== Your instructions ==
Only the lines that hold the word "person" are wanted from this listing.
Start of Block
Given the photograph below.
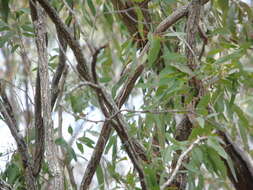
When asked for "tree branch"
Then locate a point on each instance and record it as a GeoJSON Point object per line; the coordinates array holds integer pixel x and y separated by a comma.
{"type": "Point", "coordinates": [8, 115]}
{"type": "Point", "coordinates": [180, 161]}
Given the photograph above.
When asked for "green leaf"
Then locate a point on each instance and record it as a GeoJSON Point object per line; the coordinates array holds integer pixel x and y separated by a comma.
{"type": "Point", "coordinates": [201, 121]}
{"type": "Point", "coordinates": [5, 9]}
{"type": "Point", "coordinates": [91, 6]}
{"type": "Point", "coordinates": [80, 147]}
{"type": "Point", "coordinates": [61, 141]}
{"type": "Point", "coordinates": [87, 141]}
{"type": "Point", "coordinates": [154, 50]}
{"type": "Point", "coordinates": [70, 130]}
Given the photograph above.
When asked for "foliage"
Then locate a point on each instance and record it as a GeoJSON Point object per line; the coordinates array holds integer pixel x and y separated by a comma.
{"type": "Point", "coordinates": [163, 92]}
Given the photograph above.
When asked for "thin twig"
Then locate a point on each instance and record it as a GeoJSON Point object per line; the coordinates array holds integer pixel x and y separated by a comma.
{"type": "Point", "coordinates": [180, 161]}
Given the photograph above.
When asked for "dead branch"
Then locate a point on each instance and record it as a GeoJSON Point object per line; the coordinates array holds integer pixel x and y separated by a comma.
{"type": "Point", "coordinates": [8, 115]}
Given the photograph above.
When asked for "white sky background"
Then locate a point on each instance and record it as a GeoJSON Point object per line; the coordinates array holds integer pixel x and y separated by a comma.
{"type": "Point", "coordinates": [8, 145]}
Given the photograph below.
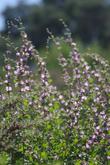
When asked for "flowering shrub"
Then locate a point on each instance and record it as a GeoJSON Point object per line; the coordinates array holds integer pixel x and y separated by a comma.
{"type": "Point", "coordinates": [40, 124]}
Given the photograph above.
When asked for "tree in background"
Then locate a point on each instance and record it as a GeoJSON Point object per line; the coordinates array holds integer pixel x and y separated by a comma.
{"type": "Point", "coordinates": [88, 20]}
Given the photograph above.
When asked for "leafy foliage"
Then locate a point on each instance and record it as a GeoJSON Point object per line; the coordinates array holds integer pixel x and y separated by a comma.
{"type": "Point", "coordinates": [40, 124]}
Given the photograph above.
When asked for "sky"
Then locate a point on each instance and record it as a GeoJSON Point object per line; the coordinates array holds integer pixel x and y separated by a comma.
{"type": "Point", "coordinates": [6, 3]}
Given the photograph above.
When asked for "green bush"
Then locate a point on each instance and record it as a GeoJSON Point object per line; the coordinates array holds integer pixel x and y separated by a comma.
{"type": "Point", "coordinates": [40, 124]}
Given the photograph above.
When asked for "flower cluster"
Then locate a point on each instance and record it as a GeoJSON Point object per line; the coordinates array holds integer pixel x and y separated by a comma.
{"type": "Point", "coordinates": [41, 123]}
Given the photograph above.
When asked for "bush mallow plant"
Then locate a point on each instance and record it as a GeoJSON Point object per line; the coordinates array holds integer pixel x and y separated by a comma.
{"type": "Point", "coordinates": [40, 124]}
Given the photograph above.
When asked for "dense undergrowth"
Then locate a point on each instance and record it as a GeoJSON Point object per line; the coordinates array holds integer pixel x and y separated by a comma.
{"type": "Point", "coordinates": [41, 124]}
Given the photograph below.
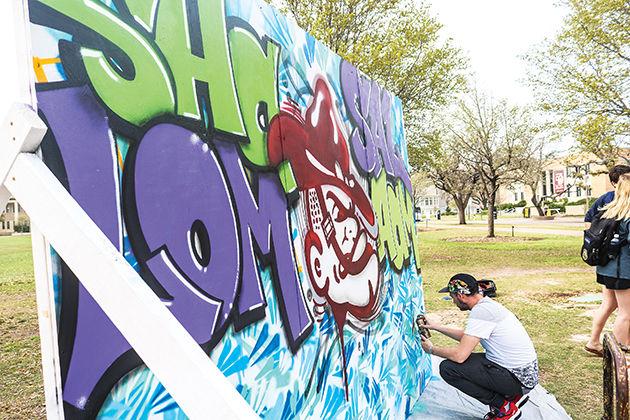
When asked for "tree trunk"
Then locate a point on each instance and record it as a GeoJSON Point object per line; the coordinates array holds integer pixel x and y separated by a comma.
{"type": "Point", "coordinates": [461, 210]}
{"type": "Point", "coordinates": [491, 202]}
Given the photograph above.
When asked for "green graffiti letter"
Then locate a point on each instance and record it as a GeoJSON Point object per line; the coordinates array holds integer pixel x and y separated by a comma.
{"type": "Point", "coordinates": [397, 231]}
{"type": "Point", "coordinates": [143, 11]}
{"type": "Point", "coordinates": [173, 35]}
{"type": "Point", "coordinates": [255, 74]}
{"type": "Point", "coordinates": [150, 86]}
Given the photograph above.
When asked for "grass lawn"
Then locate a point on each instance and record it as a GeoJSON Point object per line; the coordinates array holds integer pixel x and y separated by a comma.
{"type": "Point", "coordinates": [21, 386]}
{"type": "Point", "coordinates": [535, 279]}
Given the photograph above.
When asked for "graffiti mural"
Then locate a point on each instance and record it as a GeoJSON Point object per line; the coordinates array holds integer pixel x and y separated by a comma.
{"type": "Point", "coordinates": [257, 182]}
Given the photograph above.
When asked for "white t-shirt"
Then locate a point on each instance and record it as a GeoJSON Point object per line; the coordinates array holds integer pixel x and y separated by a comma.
{"type": "Point", "coordinates": [502, 335]}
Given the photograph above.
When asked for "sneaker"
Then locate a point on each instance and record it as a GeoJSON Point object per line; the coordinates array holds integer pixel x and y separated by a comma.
{"type": "Point", "coordinates": [492, 414]}
{"type": "Point", "coordinates": [509, 410]}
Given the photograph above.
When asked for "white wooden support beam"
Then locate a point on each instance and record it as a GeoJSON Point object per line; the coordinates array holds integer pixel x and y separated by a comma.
{"type": "Point", "coordinates": [47, 320]}
{"type": "Point", "coordinates": [160, 340]}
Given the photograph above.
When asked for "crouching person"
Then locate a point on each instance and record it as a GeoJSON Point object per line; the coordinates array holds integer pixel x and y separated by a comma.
{"type": "Point", "coordinates": [506, 371]}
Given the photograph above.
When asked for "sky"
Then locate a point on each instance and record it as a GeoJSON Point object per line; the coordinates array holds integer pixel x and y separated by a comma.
{"type": "Point", "coordinates": [12, 87]}
{"type": "Point", "coordinates": [494, 33]}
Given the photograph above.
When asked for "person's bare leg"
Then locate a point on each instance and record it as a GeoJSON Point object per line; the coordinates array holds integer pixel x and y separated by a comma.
{"type": "Point", "coordinates": [621, 329]}
{"type": "Point", "coordinates": [601, 315]}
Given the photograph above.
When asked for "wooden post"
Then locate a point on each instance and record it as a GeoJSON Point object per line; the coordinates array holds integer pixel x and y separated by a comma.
{"type": "Point", "coordinates": [160, 340]}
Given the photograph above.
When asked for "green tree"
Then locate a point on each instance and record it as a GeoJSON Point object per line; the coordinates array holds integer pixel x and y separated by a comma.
{"type": "Point", "coordinates": [496, 140]}
{"type": "Point", "coordinates": [395, 42]}
{"type": "Point", "coordinates": [582, 76]}
{"type": "Point", "coordinates": [437, 158]}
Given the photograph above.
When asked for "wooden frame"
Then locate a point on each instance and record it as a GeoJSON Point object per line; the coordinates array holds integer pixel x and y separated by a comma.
{"type": "Point", "coordinates": [160, 340]}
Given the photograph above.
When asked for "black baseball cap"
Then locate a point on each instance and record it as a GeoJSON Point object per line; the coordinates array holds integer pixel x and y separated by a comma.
{"type": "Point", "coordinates": [461, 283]}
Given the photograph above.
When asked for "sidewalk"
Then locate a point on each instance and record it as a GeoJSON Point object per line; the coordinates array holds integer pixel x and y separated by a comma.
{"type": "Point", "coordinates": [441, 401]}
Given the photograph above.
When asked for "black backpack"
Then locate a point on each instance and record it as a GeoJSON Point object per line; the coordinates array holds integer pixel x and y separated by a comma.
{"type": "Point", "coordinates": [601, 241]}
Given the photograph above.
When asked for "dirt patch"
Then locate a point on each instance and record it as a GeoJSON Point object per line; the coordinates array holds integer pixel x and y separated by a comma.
{"type": "Point", "coordinates": [498, 239]}
{"type": "Point", "coordinates": [561, 295]}
{"type": "Point", "coordinates": [580, 338]}
{"type": "Point", "coordinates": [450, 317]}
{"type": "Point", "coordinates": [440, 258]}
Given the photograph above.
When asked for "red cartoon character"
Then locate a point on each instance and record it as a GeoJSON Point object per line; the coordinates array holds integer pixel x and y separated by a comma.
{"type": "Point", "coordinates": [340, 242]}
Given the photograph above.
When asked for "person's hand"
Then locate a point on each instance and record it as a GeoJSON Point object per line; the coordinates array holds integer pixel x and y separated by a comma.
{"type": "Point", "coordinates": [427, 345]}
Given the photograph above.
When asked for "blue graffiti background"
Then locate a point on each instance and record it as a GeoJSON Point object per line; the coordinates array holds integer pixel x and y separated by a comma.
{"type": "Point", "coordinates": [387, 369]}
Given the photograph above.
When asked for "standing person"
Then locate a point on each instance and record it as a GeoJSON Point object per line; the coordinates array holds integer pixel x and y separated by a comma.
{"type": "Point", "coordinates": [615, 275]}
{"type": "Point", "coordinates": [609, 303]}
{"type": "Point", "coordinates": [509, 367]}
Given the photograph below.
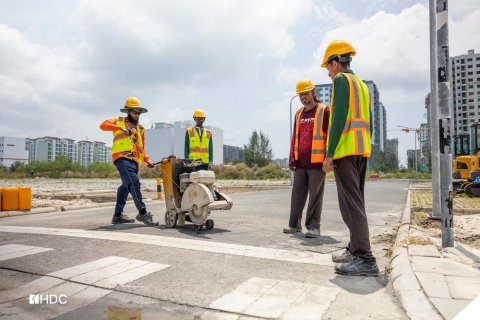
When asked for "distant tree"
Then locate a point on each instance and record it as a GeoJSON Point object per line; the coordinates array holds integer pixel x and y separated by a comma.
{"type": "Point", "coordinates": [258, 151]}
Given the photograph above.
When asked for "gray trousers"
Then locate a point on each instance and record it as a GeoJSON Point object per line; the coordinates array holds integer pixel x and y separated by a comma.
{"type": "Point", "coordinates": [350, 179]}
{"type": "Point", "coordinates": [309, 183]}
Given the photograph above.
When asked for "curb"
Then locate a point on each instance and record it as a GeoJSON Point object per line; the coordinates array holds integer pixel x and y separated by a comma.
{"type": "Point", "coordinates": [465, 211]}
{"type": "Point", "coordinates": [4, 214]}
{"type": "Point", "coordinates": [405, 283]}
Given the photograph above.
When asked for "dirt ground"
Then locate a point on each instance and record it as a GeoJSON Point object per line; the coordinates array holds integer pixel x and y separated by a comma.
{"type": "Point", "coordinates": [466, 228]}
{"type": "Point", "coordinates": [65, 192]}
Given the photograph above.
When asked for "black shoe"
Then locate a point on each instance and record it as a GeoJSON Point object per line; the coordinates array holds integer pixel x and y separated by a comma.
{"type": "Point", "coordinates": [357, 267]}
{"type": "Point", "coordinates": [147, 219]}
{"type": "Point", "coordinates": [122, 219]}
{"type": "Point", "coordinates": [342, 256]}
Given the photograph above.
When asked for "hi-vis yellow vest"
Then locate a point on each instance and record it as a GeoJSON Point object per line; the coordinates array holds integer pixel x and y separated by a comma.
{"type": "Point", "coordinates": [355, 138]}
{"type": "Point", "coordinates": [318, 138]}
{"type": "Point", "coordinates": [199, 146]}
{"type": "Point", "coordinates": [122, 141]}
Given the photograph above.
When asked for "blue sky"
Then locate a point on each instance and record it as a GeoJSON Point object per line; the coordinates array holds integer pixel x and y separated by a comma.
End of Block
== Answer to this exercise ==
When asked for "crouching person"
When asked for "person's bare leg"
When asked for "person's hand"
When asked for "standing person"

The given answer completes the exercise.